Instruction 1 -> Rename "put a point on" to "place a marker on" in the records, from their start through the line containing "[(161, 76)]", inclusive. Return only those lines, with nothing else altered.

Text provided ->
┌──
Categories: Business, Custom Merch, teaching resources | Tags: , , , | 2 Comments

Should I / my child work towards guitar grades?

To start off with this week I’d like to congratulate my student Luke on getting a Distinction in his Grade 6 RGT guitar exam.  It’s an inspiring and fantastic achievement and much hard work paid off.

Luke is 16 and he’s a great guitarist.  He plays a variety of styles of guitar and also other instruments and is hugely interested in music and playing music.  I’m a very proud guitar tutor 🙂

This brings me to the subject of my blog today…..

How important are grades for the guitarist?  Are grades essential?  And, what are my opinions on them?  

I am frequently asked these questions by my students and the parents of my students.  It is a subject not short on discussion amongst many a musician and on many a forum and it has as many varying viewpoints as people have opinions…

My story

To start off with, my story is that I passed my grade 8 guitar and my grade 5 Music Theory in college, whilst studying for a BTEC in Popular Music.  I then chose to go to University to study music. I’ve since gone into a career in music. Were grades essential for me? Yes.  They helped my theory and motivation. I felt encouraged by having certificates and benchmarks to work towards.  They contributed to me getting onto my University course.

The part to take note of is…

I didn’t ONLY do grades… the graded aspect of my guitar playing life was a very small percentage.  I was mainly out playing in bands (a lot!) and writing music, learning songs etc. The balance was very important for me and the grades complemented everything else.   I did the work but I also enjoyed playing.  That’s the thing to remember.  Work on feel and performance, play and creativity as well as theory….if that’s your thing it will all work together.

My opinion as a teacher?

As a guitar teacher my feelings have changed more than once and ultimately there is no overall fixed opinion for this subject.  Having taught many different styles/abilities/ages I can see that working through guitar grades is definitely the best choice for some and definitely not for everyone.   There are so many reasons why people enter into the world of playing guitar and it is here that will help you to decide whether working towards grades is relevant and/or useful to you or your child.

Ask yourself why you are playing guitar. 

The next step…?

What will grades offer you?

  • A recognised system of measurement for your playing.
  • A qualification regulated by Ofqual – grades contribute towards UCAS/A Level/GCSE points.
└──
Working data ->
┌──
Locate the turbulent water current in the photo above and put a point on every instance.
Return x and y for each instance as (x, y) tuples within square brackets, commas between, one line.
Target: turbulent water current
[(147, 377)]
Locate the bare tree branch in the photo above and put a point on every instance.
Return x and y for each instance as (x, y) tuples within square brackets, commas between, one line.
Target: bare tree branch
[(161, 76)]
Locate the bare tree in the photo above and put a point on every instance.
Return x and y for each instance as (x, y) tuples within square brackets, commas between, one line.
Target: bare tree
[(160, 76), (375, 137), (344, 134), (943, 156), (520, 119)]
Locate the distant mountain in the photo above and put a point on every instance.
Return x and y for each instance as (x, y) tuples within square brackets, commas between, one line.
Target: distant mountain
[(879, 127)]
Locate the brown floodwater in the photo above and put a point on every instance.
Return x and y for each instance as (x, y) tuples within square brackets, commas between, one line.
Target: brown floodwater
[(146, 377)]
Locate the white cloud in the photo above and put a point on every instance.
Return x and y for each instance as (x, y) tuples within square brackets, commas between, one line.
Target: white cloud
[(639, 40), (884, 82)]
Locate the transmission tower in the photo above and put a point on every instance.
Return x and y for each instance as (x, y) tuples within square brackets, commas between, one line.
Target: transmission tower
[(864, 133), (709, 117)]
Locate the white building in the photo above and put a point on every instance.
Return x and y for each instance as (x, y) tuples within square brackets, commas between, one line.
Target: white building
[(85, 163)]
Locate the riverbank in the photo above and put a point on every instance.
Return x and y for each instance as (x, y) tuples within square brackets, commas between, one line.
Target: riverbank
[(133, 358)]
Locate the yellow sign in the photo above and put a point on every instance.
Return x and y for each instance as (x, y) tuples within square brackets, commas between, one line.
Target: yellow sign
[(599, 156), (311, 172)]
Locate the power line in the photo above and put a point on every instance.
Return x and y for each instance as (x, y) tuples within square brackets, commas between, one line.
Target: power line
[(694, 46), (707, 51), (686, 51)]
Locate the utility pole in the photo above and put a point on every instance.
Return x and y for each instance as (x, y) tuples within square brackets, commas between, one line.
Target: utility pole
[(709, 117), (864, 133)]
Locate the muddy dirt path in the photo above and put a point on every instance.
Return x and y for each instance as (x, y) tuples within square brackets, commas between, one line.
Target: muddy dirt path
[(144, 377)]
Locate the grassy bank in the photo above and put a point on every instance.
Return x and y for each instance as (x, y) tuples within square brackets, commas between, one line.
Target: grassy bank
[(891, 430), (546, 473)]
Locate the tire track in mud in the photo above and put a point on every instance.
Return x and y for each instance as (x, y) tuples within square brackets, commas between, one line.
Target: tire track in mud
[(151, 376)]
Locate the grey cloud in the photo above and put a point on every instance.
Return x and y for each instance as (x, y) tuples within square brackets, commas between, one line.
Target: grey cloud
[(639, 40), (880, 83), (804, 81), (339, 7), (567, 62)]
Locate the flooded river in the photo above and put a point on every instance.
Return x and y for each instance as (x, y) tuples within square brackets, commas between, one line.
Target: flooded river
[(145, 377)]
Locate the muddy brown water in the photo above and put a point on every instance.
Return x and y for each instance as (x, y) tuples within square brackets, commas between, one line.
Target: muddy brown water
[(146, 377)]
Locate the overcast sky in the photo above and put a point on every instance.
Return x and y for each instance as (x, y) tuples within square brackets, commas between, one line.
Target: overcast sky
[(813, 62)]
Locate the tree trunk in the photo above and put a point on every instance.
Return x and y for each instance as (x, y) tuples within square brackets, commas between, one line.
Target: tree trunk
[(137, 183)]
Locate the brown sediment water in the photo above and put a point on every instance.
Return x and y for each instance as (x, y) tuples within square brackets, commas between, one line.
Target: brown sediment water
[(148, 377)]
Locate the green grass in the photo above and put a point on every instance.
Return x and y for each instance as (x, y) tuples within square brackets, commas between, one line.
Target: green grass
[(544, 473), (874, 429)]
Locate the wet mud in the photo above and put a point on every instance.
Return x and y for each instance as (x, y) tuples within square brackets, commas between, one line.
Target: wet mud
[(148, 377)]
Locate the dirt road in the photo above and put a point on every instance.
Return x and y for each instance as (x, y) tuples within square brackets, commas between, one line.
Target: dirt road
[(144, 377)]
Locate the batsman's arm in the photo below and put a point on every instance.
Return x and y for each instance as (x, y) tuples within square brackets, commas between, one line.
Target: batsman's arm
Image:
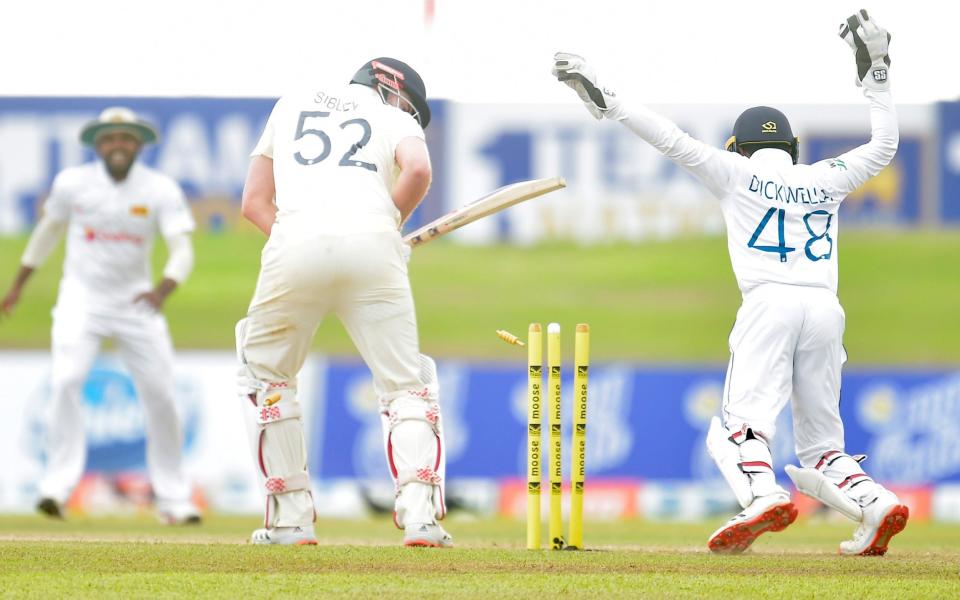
└──
Instruction 2 -> Print the guitar grades post between "As a guitar" and "The next step…?", inclusive, unchanged.

Expected output 1 ->
Locate the turbulent water current in the photo above and place a marker on every instance.
Return x and y for each instance as (x, y) tuples within square brackets, commas between, one line.
Target: turbulent water current
[(147, 377)]
Locate the bare tree branch in the photo above and place a marker on every instance.
Return x and y for each instance as (x, y) tuples within square brackets, commas between, one line.
Target: bare tree branch
[(161, 76)]

Expected output 2 ->
As a guitar teacher my feelings have changed more than once and ultimately there is no overall fixed opinion for this subject.  Having taught many different styles/abilities/ages I can see that working through guitar grades is definitely the best choice for some and definitely not for everyone.   There are so many reasons why people enter into the world of playing guitar and it is here that will help you to decide whether working towards grades is relevant and/or useful to you or your child.

Ask yourself why you are playing guitar. 

The next step…?